▶ **EXERCISE TASK**: Present the following entries again, word for word and in full.

▶ **EXERCISE DATA**:
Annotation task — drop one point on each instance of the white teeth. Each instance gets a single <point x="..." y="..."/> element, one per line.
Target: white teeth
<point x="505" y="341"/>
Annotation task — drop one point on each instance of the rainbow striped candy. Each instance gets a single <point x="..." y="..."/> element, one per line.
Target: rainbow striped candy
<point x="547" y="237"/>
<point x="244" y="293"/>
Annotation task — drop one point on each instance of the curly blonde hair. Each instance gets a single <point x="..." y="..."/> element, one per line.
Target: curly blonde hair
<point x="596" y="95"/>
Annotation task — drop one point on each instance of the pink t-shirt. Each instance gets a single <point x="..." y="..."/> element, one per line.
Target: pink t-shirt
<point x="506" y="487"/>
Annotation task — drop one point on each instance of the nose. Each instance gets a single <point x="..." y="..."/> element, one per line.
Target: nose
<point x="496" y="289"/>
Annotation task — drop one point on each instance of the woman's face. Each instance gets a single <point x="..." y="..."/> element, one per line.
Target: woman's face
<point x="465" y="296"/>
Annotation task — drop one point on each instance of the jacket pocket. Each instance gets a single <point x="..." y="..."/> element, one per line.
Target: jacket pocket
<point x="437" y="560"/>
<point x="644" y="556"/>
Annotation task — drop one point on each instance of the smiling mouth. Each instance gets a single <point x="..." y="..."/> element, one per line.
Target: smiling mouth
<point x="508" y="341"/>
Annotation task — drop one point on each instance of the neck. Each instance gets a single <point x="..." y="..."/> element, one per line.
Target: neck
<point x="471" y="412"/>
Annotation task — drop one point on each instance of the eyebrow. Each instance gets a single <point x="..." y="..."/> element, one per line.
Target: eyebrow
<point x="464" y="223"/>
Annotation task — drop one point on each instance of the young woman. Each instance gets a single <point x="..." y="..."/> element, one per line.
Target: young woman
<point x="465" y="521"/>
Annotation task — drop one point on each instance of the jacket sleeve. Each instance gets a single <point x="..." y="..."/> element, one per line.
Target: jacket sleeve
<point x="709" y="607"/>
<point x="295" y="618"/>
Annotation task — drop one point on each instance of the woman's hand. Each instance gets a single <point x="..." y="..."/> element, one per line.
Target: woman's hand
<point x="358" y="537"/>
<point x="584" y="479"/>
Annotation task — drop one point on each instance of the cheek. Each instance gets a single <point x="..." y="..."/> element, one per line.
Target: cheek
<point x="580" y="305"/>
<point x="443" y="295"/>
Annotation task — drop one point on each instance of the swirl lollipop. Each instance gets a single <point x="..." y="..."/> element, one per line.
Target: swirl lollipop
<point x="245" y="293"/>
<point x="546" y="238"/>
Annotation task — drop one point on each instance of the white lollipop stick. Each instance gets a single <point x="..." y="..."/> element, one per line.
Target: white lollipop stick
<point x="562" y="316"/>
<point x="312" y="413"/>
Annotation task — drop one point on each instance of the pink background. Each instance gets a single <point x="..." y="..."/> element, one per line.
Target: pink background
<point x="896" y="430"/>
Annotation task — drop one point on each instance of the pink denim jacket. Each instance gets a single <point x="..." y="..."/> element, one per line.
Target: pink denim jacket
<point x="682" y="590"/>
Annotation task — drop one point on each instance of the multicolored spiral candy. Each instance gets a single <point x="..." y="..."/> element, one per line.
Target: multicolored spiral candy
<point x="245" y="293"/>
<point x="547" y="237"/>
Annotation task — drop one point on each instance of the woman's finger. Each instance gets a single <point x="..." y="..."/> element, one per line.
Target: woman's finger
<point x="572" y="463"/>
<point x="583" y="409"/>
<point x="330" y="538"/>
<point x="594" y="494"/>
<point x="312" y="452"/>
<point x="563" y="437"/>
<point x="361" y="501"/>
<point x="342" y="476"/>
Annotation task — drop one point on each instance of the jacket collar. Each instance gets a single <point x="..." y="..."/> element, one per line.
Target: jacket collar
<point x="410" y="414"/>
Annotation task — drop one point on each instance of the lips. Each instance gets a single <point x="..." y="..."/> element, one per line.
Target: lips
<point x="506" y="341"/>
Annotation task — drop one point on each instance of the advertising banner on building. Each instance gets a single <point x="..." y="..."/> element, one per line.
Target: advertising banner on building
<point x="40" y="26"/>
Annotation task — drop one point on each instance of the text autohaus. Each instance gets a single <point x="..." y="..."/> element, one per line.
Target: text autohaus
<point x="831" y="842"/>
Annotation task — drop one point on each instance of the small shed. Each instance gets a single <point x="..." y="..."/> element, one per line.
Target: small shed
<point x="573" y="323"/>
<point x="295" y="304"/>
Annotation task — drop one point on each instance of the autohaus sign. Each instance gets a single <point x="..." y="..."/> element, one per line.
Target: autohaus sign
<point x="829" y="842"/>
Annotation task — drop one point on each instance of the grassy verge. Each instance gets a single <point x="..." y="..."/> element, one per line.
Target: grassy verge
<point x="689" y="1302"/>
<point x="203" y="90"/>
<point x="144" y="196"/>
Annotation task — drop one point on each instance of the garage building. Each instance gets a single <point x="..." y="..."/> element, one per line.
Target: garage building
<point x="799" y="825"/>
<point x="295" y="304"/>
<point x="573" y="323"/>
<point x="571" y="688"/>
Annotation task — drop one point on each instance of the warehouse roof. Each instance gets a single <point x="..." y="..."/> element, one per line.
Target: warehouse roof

▶ **FULL RESPONSE**:
Annotation task — drop one point on each instance of the white teeth. Each instance gets a single <point x="..." y="..."/> element, one per line.
Target: white teeth
<point x="505" y="341"/>
Annotation task — drop one point on each instance of the rainbow striped candy. Each instance gets a single <point x="..." y="..."/> element, one per line.
Target: rainbow striped candy
<point x="547" y="237"/>
<point x="244" y="293"/>
Annotation task — drop one point on each instance of the curly blonde hair. Each instance gets a single <point x="..." y="..."/> element, one per line.
Target: curly blonde hair
<point x="596" y="95"/>
Annotation task — drop one point on each instance of the pink t-shirt. Each instance gets a single <point x="..." y="..."/> element, one per line.
Target: pink t-shirt
<point x="506" y="487"/>
Annotation task — drop one point on each instance of the nose. Each instance gets a single <point x="..." y="..."/> element, one per line.
Target: nose
<point x="496" y="289"/>
Annotation task — drop one point on each instance of the woman's face. Each instance gets a single <point x="..." y="..."/> element, one per line.
Target: woman's face
<point x="465" y="296"/>
Annotation task — drop one point on each instance of the jacket pocket. Each instance gets a single <point x="..." y="..."/> element, one per line.
Target: jacket pocket
<point x="437" y="560"/>
<point x="644" y="556"/>
Annotation task — drop one point on each instance of the smiling mouth. Each instance gets a single <point x="..." y="..."/> element, one per line.
Target: smiling mouth
<point x="508" y="341"/>
Annotation task — drop one point on each instance of the neck. Each instance gets a single <point x="..." y="..."/> element, one per line.
Target: neck
<point x="471" y="412"/>
Annotation task — drop one point on each instance of the eyebrow. Each instance gets a single <point x="..." y="..."/> element, one per line.
Target: eyebrow
<point x="464" y="223"/>
Annotation task — drop one point on each instance of the young woman. Each instance gets a single <point x="..." y="..."/> element, one per line.
Target: young woman
<point x="465" y="521"/>
Annotation task — drop one point on each instance of the jacket sleeve. Each instance gets a single <point x="..." y="..."/> element, one per line.
Target: jacket sleeve
<point x="709" y="607"/>
<point x="295" y="618"/>
Annotation task — drop one point on each instance of the woman's hand. Each instance gets a single <point x="..." y="..."/> element, one per line.
Target: woman's hand
<point x="358" y="537"/>
<point x="584" y="479"/>
Annotation task — drop one point on each instance of the cheek. Each instance gets a single <point x="..." y="..."/> element, one per line.
Target: cheek
<point x="580" y="305"/>
<point x="443" y="295"/>
Annotation task — drop one point on each instance of the swirl lollipop. Each instance gets a single <point x="..." y="..."/> element, one per line.
Target: swirl lollipop
<point x="245" y="293"/>
<point x="546" y="238"/>
Annotation task — drop one point on each instance of the white lollipop stick. Each instance gets a single <point x="..." y="..."/> element, one per line.
Target: white lollipop stick
<point x="562" y="316"/>
<point x="312" y="413"/>
Annotation task — drop one point on each instance of the pink background. Each instance gets a single <point x="..." y="..."/> element, one per line.
Target: pink background
<point x="896" y="430"/>
Annotation task — drop one point on each instance of the pink denim jacket. Each instance gets a single <point x="..." y="..."/> element, one per line.
Target: pink denim jacket
<point x="682" y="590"/>
Annotation task — drop one point on each instance of the multicolored spiral candy. Each instance gets a single <point x="..." y="..."/> element, one per line.
Target: multicolored spiral candy
<point x="245" y="293"/>
<point x="547" y="237"/>
Annotation task — drop one point on each instance of the woman's finger. Each instance gets a single <point x="..." y="..."/> element, one per line.
Target: woman's finger
<point x="572" y="463"/>
<point x="583" y="409"/>
<point x="330" y="538"/>
<point x="594" y="494"/>
<point x="312" y="452"/>
<point x="563" y="437"/>
<point x="361" y="501"/>
<point x="342" y="476"/>
Annotation task — drop one point on each instance of the jacket collar. Each instance gets a single <point x="..." y="..."/> element, one per line.
Target: jacket collar
<point x="410" y="414"/>
Annotation task — drop one point on each instance of the lips. Each instance gets a single <point x="..." y="..."/> element, one per line.
Target: lips
<point x="506" y="341"/>
Annotation task — drop one point on each instance of the advertising banner on building. Each instance gets a single <point x="..." y="..."/> element, one per line.
Target: advertising banner on building
<point x="40" y="26"/>
Annotation task — drop one point on each instance of the text autohaus. Each instance gets a single <point x="..." y="..."/> element, one per line.
Target: text autohaus
<point x="831" y="842"/>
Annotation task — drop one point on each instance of the small shed. Each instance gets a single <point x="..." y="..."/> element, one per line.
Target: small shed
<point x="573" y="323"/>
<point x="295" y="304"/>
Annotation task — drop one point on each instance of the autohaus sign. Each instance gets a single <point x="..." y="..."/> element, one per line.
Target: autohaus sign
<point x="829" y="842"/>
Annotation task — drop one point on each instance of the grassy verge. Each instance gets a single <point x="..." y="..."/> element, one per line.
Target: grassy verge
<point x="689" y="1302"/>
<point x="203" y="90"/>
<point x="144" y="196"/>
Annotation task — drop one point on each instance of the garage building. Each instance gets a single <point x="..." y="..."/> element, one per line.
Target: garage building
<point x="799" y="825"/>
<point x="295" y="304"/>
<point x="573" y="323"/>
<point x="571" y="688"/>
Annotation task — drop one point on each instance of the warehouse roof. Each instance gets a single <point x="..." y="..."/> element, one per line.
Target: warehouse roof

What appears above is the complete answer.